■ Provided passage ■
# # # #
Regarding the response rate, all 345 invited companies provided a single response, resulting in a 100% response rate. To ensure high-quality and reliable data, the survey was conducted using a single-blind approach, where the researcher knew the identity of the respondents, but respondents did not know the researcher’s identity. This approach helps reduce potential bias and encourages more objective responses.
The survey link, along with a detailed explanation of the study’s goals, instructions, and confidentiality assurances, was sent via email and direct messaging to the selected companies. Respondents were given two weeks to complete the survey, with periodic reminders sent to ensure a high response rate. Additionally, direct support was offered if necessary, to help respondents complete the questionnaire. This approach ensured that the data collected was both representative and reliable, reflecting the perspectives of individuals responsible for strategic decisions within the shipping companies.

3.2. Variables Measurement

This study evaluates six key variables for understanding the effects of strategic transformations in firms. The variables are measured using a 5-point Likert scale, where respondents were asked to rate their level of agreement with statements, with response options ranging from 1 (strongly disagree) to 5 (strongly agree). This scale is widely used in social science research to capture the intensity of respondents’ attitudes and perceptions with sufficient granularity [60].
Servitization refers to the transformation of business strategies to adopt a service-oriented approach [39]. It is assessed using three components: service offering, resource base, and activity system [61]. These components represent how service-based strategies integrate with core business activities, resource management, and operational processes. For this study, the measurement was adapted to the shipping industry, incorporating industry-specific services such as vessel maintenance, logistics consulting, and customer support.
Digitalization refers to the integration of advanced Industry 4.0 technologies into business operations [62]. It is measured using three key indicators: cultural change, collaboration with forwarders, and digital integration. These indicators evaluate how companies adopt digital technologies, collaborate with external partners, and integrate digital tools across departments. For this study, the measurement was adjusted to the context of the Indonesian shipping sector, with specific attention to technologies like real-time cargo tracking systems and cloud-based operational platforms.
Government support refers to the perception of managers regarding the level of assistance provided by government institutions in supporting business activities [63]. It is assessed using a framework adapted from Shu et al. [58] and Zulu-Chisanga et al. [63] comprising four components: technology and information support, financial facilitation, policy and project support, and direct incentives and subsidies. These dimensions reflect the various types of government interventions that assist firms in adopting service-based business models and digital technologies. In this research, it has been specifically adapted to the Indonesian regulatory environment and the government’s incentives for the shipping industry.
# # # #
[Point annotation records]

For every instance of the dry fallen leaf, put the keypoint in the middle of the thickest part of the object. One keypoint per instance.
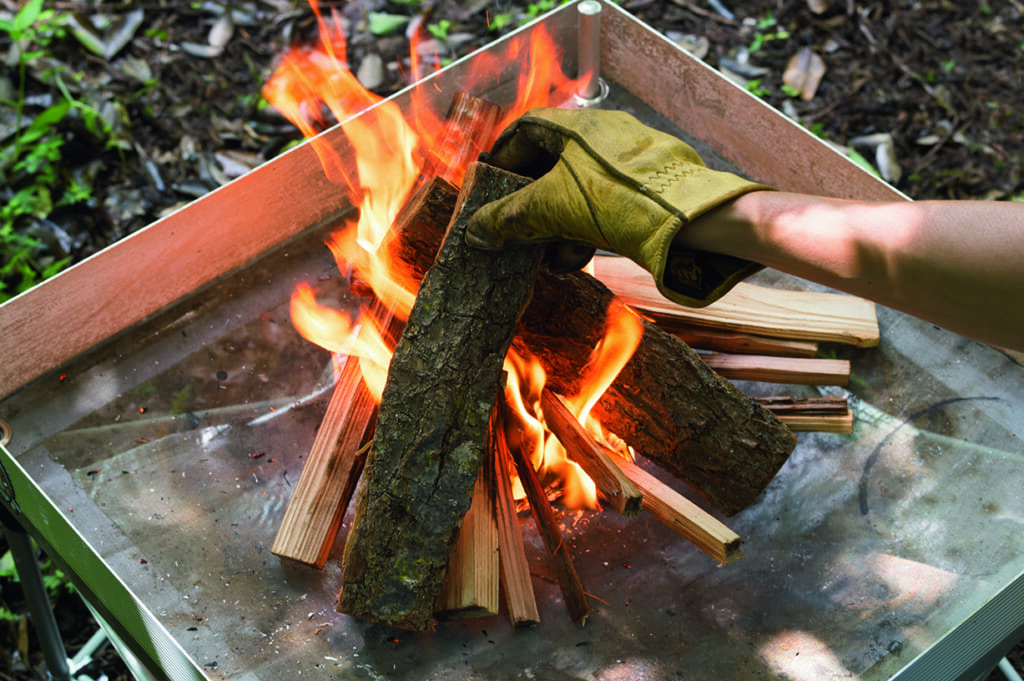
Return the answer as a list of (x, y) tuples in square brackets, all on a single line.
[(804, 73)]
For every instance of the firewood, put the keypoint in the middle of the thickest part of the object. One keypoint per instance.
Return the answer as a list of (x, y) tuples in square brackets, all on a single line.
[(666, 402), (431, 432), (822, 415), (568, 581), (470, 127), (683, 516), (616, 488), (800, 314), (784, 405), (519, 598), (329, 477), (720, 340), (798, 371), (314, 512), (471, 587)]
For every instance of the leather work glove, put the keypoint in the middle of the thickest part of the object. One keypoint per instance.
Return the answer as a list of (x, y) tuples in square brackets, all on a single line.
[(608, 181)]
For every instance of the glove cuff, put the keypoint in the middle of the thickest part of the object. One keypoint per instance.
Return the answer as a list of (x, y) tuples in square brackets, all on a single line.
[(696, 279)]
# # # #
According to the survey methods text, how long did respondents have to complete the survey?

■ Right answer ■
Two weeks.